THE RECORDS >>
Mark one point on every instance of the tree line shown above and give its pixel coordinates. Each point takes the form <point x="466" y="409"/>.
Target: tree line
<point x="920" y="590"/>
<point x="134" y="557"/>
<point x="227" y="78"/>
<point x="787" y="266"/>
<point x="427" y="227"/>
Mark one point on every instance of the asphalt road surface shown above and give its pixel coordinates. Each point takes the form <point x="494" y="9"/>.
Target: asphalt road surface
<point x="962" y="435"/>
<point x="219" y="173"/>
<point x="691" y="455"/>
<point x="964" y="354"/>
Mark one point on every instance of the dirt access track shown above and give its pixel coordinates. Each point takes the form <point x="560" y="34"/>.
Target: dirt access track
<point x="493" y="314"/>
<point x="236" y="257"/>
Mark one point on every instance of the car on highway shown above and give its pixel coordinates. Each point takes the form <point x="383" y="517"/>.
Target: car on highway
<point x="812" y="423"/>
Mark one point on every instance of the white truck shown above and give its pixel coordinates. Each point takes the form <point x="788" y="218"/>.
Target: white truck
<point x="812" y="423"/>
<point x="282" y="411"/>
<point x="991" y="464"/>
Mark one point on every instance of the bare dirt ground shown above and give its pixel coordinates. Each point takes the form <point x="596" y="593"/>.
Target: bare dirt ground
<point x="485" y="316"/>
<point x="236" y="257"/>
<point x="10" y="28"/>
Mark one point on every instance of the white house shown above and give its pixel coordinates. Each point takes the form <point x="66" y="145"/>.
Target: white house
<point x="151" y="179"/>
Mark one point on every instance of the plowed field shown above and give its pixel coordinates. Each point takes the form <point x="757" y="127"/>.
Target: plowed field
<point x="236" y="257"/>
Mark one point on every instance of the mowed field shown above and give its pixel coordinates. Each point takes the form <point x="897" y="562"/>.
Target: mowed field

WHAT NEEDS TO BE DONE >> Write out every line of the records above as a numbered list, skipping blank lines.

FINAL RESULT >>
1. Mark one point on every instance of the tree line shown above and give its pixel coordinates. Each point takes the form <point x="466" y="409"/>.
2. Target: tree line
3. <point x="920" y="590"/>
4. <point x="134" y="557"/>
5. <point x="227" y="78"/>
6. <point x="787" y="266"/>
7. <point x="427" y="227"/>
8. Mark one point on every instance of the asphalt road surface shown above and give its pixel coordinates. Each point takes the form <point x="494" y="9"/>.
9. Target: asphalt road surface
10. <point x="962" y="435"/>
11. <point x="219" y="173"/>
12. <point x="691" y="455"/>
13. <point x="964" y="354"/>
14. Mark one point on every instance of the dirt access track shown above and give its pixel coordinates. Each point takes the form <point x="560" y="34"/>.
15. Target: dirt access track
16. <point x="493" y="314"/>
17. <point x="236" y="257"/>
18. Mark one point on every instance of the car on highway shown above and give its pixel coordinates. Each point takes the form <point x="383" y="517"/>.
19. Target: car on highway
20. <point x="812" y="423"/>
21. Mark one point on every instance of the white truck shown above and give its pixel coordinates. Each point takes the form <point x="788" y="218"/>.
22. Target: white truck
23. <point x="812" y="423"/>
24. <point x="282" y="411"/>
25. <point x="991" y="464"/>
26. Mark one point on every instance of the bare dirt ground shown above and give its pixel coordinates. Each point takes the form <point x="596" y="593"/>.
27. Target: bare dirt ground
28. <point x="485" y="316"/>
29. <point x="236" y="257"/>
30. <point x="10" y="28"/>
31. Mark one point on every instance of the white house shown above and give its pixel coordinates. Each point takes the form <point x="66" y="145"/>.
32. Target: white house
33. <point x="151" y="179"/>
34. Mark one point on every instance of the plowed field shown above and give its pixel coordinates. Each point takes the form <point x="757" y="127"/>.
35. Target: plowed field
36. <point x="236" y="257"/>
37. Mark one point on every instance of the mowed field shown above and give its pixel coordinates. Each point takes the form <point x="897" y="562"/>.
38. Target: mowed field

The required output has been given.